— Data for this exercise —
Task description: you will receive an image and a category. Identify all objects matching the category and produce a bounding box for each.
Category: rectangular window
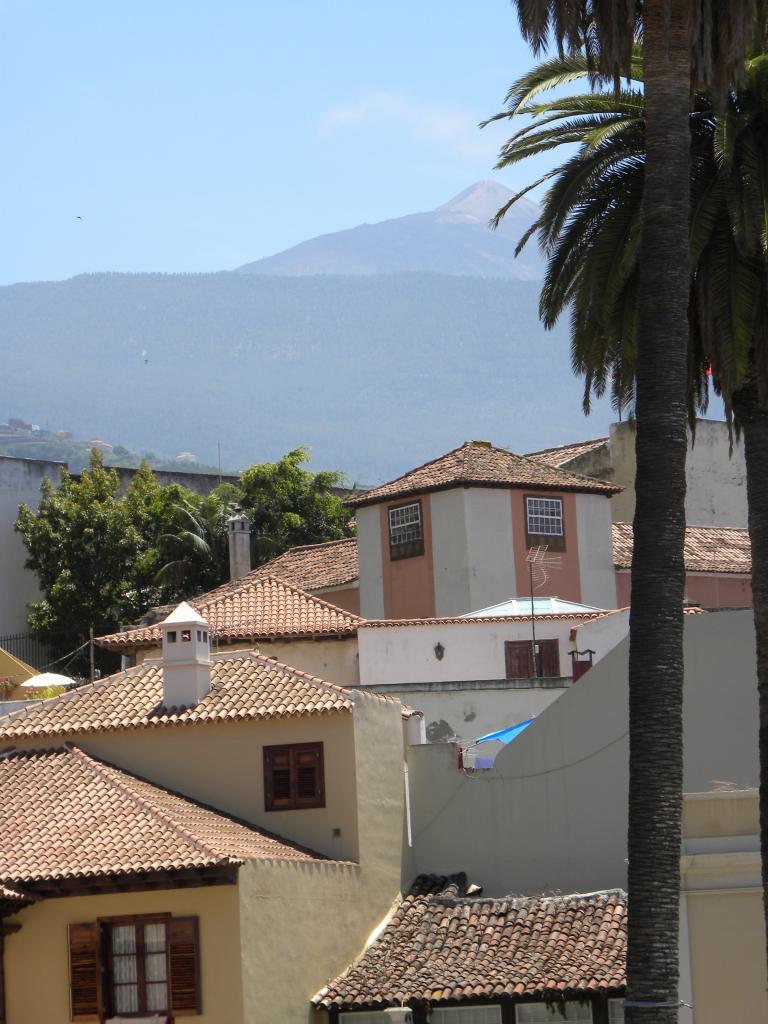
[429,1007,502,1024]
[264,743,326,811]
[104,919,169,1016]
[516,1000,592,1024]
[525,495,565,551]
[69,913,203,1021]
[387,501,424,560]
[504,640,560,679]
[339,1010,389,1024]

— Task goal —
Copy out the lines above word for word, and leave the picture out of your answer.

— Answer to the task —
Task description: you will receive an image and a category. Identify all objects matching the category and produce a bounding box for each.
Category: rectangular window
[429,1007,502,1024]
[264,743,326,811]
[104,919,169,1016]
[516,1000,592,1024]
[525,495,565,551]
[69,913,203,1021]
[387,501,424,560]
[504,640,560,679]
[339,1010,389,1024]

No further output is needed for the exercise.